━━━ Material for this exercise

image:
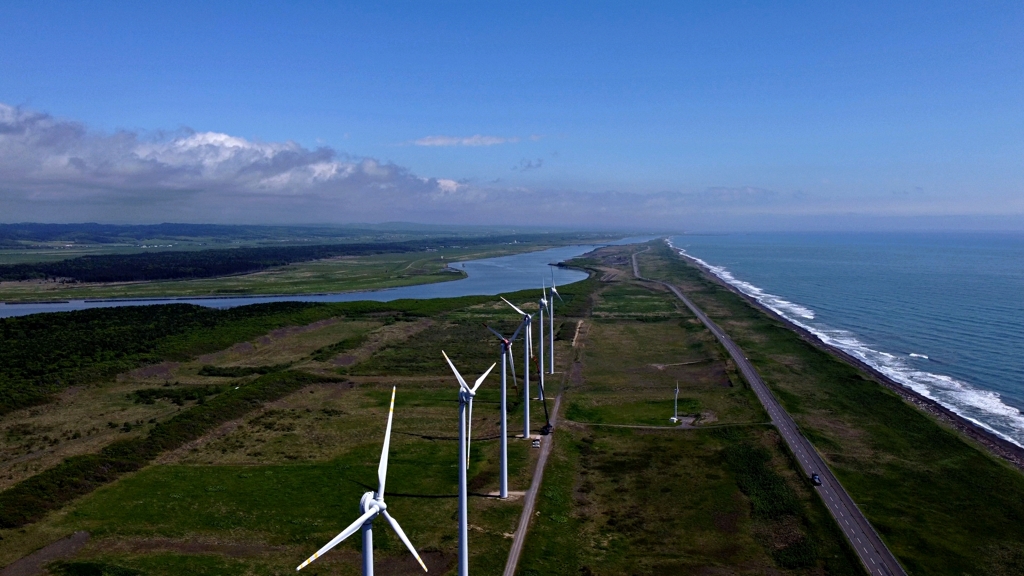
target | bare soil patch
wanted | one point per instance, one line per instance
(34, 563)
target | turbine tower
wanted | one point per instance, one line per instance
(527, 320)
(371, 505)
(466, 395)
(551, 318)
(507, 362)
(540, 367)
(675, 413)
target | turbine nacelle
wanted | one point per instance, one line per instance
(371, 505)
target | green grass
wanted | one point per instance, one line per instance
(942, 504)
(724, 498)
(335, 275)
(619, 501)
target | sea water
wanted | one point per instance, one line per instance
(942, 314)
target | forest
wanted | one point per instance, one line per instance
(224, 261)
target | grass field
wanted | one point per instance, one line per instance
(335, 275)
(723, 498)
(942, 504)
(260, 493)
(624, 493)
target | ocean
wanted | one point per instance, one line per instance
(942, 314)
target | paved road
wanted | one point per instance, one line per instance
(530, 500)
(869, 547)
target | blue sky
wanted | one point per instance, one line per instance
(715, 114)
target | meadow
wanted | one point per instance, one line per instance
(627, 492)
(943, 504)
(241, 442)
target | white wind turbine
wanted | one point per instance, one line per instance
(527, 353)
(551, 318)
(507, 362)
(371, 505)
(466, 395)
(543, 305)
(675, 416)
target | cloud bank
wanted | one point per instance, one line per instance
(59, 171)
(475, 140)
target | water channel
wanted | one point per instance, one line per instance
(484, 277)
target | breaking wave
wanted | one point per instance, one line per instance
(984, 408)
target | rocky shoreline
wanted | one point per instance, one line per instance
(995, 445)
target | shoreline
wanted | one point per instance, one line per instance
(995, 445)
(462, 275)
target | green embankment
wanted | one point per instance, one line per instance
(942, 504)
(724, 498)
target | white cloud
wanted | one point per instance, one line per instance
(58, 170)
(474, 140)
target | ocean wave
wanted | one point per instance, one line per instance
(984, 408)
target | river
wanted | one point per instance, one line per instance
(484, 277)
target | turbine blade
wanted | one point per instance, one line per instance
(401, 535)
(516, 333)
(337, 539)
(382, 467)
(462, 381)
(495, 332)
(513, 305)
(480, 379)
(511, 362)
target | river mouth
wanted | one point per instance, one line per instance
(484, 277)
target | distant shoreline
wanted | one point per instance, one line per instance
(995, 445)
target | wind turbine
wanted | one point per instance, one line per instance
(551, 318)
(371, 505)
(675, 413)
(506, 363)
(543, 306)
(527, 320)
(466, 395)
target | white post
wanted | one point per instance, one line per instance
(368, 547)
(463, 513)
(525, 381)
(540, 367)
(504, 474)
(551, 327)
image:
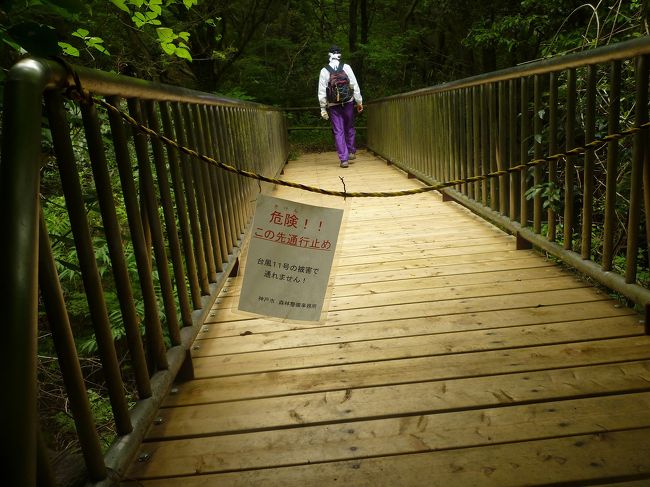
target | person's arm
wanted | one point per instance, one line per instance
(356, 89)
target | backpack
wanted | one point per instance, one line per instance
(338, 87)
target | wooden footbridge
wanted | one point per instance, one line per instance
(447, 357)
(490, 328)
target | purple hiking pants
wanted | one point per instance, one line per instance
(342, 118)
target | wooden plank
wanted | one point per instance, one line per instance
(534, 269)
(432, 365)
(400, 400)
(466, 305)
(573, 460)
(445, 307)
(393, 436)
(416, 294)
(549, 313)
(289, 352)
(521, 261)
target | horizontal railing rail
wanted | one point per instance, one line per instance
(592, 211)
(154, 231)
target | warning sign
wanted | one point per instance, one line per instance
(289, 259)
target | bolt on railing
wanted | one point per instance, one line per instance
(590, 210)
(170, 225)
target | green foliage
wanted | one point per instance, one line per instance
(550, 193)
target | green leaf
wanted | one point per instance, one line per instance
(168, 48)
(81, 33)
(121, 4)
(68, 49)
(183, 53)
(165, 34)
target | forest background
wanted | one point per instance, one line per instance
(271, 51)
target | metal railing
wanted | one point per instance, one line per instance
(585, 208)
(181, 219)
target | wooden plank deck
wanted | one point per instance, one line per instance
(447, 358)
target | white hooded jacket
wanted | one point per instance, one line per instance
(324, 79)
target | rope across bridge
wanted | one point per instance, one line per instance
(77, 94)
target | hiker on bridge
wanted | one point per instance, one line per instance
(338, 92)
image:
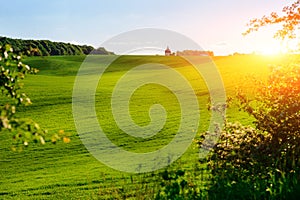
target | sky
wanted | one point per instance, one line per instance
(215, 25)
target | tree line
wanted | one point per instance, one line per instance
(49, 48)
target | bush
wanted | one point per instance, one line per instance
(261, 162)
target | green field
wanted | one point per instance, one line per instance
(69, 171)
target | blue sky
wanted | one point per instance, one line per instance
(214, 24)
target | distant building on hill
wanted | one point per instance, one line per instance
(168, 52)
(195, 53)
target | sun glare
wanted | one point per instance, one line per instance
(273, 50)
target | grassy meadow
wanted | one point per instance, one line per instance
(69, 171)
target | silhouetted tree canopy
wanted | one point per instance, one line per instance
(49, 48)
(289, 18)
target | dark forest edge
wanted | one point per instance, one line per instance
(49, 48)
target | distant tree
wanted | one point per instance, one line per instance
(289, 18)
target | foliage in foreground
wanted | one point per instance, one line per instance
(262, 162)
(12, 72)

━━━━━━
━━━ Material for this exercise

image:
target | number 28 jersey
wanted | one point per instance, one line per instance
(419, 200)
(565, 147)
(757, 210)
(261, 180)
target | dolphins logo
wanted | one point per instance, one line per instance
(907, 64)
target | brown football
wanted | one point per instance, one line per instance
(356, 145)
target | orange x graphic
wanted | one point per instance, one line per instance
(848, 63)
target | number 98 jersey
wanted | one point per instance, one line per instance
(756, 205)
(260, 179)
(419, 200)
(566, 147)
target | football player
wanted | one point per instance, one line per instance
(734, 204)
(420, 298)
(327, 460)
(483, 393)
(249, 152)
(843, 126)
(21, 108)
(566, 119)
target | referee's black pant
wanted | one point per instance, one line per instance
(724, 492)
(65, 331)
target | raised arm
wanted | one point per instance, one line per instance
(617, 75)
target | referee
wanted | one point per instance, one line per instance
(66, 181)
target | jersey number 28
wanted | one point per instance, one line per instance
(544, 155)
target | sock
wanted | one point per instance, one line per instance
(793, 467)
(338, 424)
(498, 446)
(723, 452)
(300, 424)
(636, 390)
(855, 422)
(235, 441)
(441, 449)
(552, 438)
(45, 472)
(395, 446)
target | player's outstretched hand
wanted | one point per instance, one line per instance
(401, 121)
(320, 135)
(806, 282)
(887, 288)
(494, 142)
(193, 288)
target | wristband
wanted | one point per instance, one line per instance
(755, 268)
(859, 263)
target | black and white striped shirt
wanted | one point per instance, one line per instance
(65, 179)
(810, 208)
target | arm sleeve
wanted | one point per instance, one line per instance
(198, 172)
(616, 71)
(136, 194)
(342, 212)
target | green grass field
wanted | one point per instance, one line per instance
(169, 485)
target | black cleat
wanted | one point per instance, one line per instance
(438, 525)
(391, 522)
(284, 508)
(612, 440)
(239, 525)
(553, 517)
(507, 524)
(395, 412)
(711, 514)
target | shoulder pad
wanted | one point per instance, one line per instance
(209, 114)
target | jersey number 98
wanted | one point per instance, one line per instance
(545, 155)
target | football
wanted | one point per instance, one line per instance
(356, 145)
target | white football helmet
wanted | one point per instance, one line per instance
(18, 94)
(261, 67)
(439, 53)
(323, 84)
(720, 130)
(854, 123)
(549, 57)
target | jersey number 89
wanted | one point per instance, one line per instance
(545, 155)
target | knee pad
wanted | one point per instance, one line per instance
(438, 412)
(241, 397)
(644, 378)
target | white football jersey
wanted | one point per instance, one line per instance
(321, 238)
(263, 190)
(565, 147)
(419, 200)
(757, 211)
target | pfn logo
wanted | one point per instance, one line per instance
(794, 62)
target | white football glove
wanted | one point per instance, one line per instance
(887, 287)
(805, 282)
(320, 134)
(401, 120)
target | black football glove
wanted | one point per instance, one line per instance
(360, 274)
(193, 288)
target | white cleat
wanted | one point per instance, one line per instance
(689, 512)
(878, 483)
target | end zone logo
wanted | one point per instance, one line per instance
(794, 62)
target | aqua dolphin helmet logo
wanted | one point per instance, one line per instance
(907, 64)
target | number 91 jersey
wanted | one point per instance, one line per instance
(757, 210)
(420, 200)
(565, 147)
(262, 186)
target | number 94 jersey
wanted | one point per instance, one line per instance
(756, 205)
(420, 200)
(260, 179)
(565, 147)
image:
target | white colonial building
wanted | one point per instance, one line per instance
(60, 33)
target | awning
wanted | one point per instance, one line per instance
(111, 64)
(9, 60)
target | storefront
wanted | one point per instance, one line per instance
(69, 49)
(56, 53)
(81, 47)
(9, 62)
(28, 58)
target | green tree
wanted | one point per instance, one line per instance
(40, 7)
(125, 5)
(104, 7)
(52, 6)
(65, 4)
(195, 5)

━━━━━━
━━━ Material for this exercise

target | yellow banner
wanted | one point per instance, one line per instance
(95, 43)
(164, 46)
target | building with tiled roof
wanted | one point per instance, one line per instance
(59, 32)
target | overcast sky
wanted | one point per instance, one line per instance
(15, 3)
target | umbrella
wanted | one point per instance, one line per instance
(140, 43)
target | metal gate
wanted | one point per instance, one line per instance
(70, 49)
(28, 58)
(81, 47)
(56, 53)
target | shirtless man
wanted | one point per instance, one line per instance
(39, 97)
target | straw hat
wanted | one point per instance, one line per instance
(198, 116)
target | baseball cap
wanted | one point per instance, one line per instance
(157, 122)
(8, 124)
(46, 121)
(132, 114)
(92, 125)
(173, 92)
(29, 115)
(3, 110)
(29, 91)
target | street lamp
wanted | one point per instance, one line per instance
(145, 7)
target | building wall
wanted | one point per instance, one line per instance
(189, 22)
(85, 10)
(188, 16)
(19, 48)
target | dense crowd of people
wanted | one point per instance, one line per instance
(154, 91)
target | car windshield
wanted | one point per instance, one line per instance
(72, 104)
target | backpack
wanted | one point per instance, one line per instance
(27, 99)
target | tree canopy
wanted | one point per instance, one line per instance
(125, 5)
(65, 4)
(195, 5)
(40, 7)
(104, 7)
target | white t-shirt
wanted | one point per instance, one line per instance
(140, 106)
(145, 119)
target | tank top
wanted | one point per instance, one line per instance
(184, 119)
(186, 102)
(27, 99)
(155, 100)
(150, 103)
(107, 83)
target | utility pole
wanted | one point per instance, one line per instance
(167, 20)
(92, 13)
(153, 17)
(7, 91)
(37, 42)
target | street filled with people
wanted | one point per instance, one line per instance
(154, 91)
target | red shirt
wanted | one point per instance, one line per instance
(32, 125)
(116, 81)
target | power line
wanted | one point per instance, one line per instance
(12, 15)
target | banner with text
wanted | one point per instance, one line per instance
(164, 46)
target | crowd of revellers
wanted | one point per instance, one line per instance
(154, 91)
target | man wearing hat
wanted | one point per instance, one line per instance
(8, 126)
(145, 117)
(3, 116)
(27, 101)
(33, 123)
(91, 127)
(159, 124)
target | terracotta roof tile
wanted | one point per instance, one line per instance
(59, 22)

━━━━━━

Description of the task
Locate every line in the rows above that contains the string "wave" and copy each one out, treating uppercase and lowercase as distinct.

Complete response
target | breaking wave
target | ocean wave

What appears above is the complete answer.